» Problem description
Take the line that contains "Exercise. Identify every instance of the eye in" as the first line and the final line of the records as the last; return exactly those lines and the lines between.

» Task inputs
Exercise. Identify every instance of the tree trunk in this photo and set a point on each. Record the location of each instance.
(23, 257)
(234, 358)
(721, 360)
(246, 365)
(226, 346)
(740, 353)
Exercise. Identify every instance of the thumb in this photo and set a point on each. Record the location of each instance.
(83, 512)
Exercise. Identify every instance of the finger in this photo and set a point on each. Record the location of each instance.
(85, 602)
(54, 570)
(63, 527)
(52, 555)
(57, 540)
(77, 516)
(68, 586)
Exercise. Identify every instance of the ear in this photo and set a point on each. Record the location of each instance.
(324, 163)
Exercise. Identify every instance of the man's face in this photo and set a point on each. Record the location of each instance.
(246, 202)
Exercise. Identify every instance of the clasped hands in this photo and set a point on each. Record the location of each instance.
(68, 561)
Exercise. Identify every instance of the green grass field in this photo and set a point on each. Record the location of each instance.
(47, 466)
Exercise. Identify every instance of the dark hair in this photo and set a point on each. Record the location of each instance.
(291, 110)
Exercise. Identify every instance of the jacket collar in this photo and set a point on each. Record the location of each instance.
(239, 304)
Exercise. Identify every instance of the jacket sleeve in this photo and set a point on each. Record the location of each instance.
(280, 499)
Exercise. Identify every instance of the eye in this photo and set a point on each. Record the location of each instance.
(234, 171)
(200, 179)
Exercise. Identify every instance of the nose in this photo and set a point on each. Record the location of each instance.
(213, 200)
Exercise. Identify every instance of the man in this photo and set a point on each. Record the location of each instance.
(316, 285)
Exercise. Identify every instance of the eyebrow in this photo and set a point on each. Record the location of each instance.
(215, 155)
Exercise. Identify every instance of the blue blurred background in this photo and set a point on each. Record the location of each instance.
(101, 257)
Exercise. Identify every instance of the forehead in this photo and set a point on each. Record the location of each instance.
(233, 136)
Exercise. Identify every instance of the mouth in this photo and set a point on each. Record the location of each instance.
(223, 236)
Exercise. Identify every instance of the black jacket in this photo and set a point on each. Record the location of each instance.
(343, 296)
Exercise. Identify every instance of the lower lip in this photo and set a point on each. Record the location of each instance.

» Solution below
Exercise. Identify every instance of the eye in this photo and set a point on each. Record the location of each instance.
(234, 171)
(200, 179)
Exercise. Identify every instance of the nose in this photo and set a point on each. Record the location of each instance.
(213, 200)
Exercise. Identify every instance of the man in this photo and set a point on each. Record the location of each instance.
(316, 285)
Exercise. Identify every instance of the eyebrow in this photo and set a point on each. Record the location of each instance.
(215, 155)
Exercise. Identify every instance of the blue blurred background in this photo and set a point on each. Record the location of each instance.
(101, 257)
Exercise. Identify every instance of the forehead in this photo and set a point on each. Record the location of each instance.
(233, 136)
Exercise. Identify every instance of the mouth in this photo and set a point on each. Record the location of each instance.
(223, 236)
Exercise. Identify every instance of the black jacket in this photo and set a point on each. Record the location of each instance.
(343, 296)
Exercise. Identify every instance of the lower lip in this photo and set a point on each. Record the location of each instance.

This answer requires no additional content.